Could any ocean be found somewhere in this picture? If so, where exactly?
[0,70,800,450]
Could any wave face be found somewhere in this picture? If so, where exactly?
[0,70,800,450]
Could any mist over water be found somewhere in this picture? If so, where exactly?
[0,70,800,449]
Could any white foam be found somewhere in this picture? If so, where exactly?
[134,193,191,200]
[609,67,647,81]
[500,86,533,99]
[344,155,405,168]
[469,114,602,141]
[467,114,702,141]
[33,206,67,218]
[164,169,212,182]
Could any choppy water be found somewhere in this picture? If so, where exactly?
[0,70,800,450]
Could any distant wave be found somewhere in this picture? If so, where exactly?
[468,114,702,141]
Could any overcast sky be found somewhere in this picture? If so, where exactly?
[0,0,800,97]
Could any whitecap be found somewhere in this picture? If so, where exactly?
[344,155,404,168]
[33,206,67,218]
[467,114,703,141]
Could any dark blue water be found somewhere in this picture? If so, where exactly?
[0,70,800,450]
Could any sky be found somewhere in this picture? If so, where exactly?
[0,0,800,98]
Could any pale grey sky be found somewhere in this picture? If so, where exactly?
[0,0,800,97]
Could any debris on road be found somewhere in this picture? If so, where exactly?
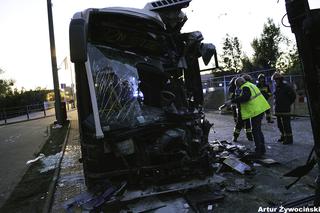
[255,158,279,167]
[226,178,254,192]
[223,158,251,174]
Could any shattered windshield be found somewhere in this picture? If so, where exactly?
[88,45,163,131]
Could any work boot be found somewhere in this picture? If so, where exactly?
[246,132,253,141]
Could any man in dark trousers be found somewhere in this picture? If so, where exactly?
[257,73,273,123]
[271,72,296,144]
[229,77,253,142]
[231,77,270,157]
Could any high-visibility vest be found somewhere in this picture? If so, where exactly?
[240,82,270,120]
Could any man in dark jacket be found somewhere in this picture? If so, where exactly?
[257,73,273,123]
[271,72,296,144]
[229,77,253,142]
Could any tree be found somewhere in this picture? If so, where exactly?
[222,34,242,73]
[241,55,254,72]
[0,68,14,97]
[251,18,286,69]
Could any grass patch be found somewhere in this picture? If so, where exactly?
[0,122,69,212]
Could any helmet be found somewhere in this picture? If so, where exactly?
[258,73,265,80]
[229,77,237,86]
[241,74,252,82]
[271,72,283,81]
[236,77,246,88]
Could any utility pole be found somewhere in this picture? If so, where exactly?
[47,0,63,124]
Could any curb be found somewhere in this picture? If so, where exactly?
[42,121,71,213]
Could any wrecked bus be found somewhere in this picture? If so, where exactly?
[69,0,217,186]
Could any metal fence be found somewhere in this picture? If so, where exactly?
[0,101,55,125]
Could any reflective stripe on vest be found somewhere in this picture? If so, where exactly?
[240,82,270,120]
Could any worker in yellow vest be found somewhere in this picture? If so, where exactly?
[231,77,270,157]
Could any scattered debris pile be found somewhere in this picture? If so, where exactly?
[64,140,276,212]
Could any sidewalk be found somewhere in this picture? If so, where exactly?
[0,108,55,126]
[0,117,55,206]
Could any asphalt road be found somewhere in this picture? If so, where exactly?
[0,117,55,207]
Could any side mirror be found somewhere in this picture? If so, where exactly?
[200,43,219,67]
[69,18,87,63]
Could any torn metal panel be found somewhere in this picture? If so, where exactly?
[70,0,216,188]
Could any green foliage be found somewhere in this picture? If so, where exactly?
[251,18,286,69]
[241,55,255,72]
[222,34,242,73]
[276,46,302,75]
[0,68,51,108]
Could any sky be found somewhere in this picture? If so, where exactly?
[0,0,320,90]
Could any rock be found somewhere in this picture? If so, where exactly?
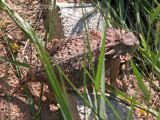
[75,94,133,120]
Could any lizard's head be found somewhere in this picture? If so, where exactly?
[105,28,139,58]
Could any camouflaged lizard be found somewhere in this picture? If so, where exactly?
[28,28,139,101]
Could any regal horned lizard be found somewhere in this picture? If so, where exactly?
[25,28,139,119]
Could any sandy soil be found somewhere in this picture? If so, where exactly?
[0,0,160,120]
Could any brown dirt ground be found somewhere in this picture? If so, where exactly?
[0,0,160,120]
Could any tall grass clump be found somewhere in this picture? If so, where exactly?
[0,0,160,120]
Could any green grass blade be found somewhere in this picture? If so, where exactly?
[48,0,56,42]
[23,85,40,120]
[130,60,150,102]
[0,57,30,68]
[150,4,160,23]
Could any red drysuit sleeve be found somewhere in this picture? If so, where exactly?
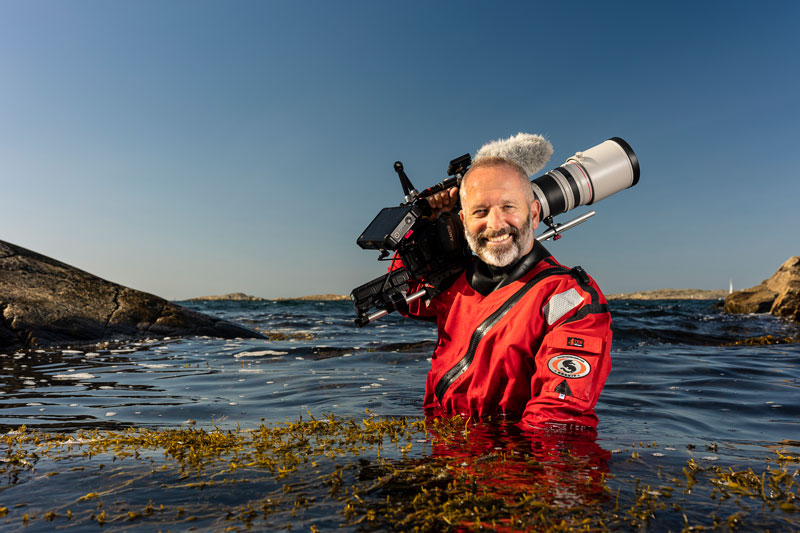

▸ Work required
Switch "white foam" to "sea foam" in the lines from the first line through the line containing "[468,114,702,141]", inclusive, and give those lines again with nothing else changed.

▸ Full solution
Could any ocean be found somewhere in this picture? If so, where exactly?
[0,70,800,450]
Could any wave face be found somewhere in this picture? If so, where exactly?
[0,70,800,450]
Could any mist over water be found somewhere in this picture? If so, where exactly?
[0,70,800,449]
Could any sea foam be found somewhere in this picture? If so, where exactly?
[134,193,191,200]
[609,67,647,81]
[500,86,533,99]
[344,155,405,168]
[469,114,602,141]
[467,114,702,141]
[33,206,67,218]
[164,169,212,182]
Could any choppy water be found somewhere in this picture? If so, where exactly?
[0,70,800,450]
Could any distant wave be found somewhere in this picture? If so, where exactly?
[468,114,702,141]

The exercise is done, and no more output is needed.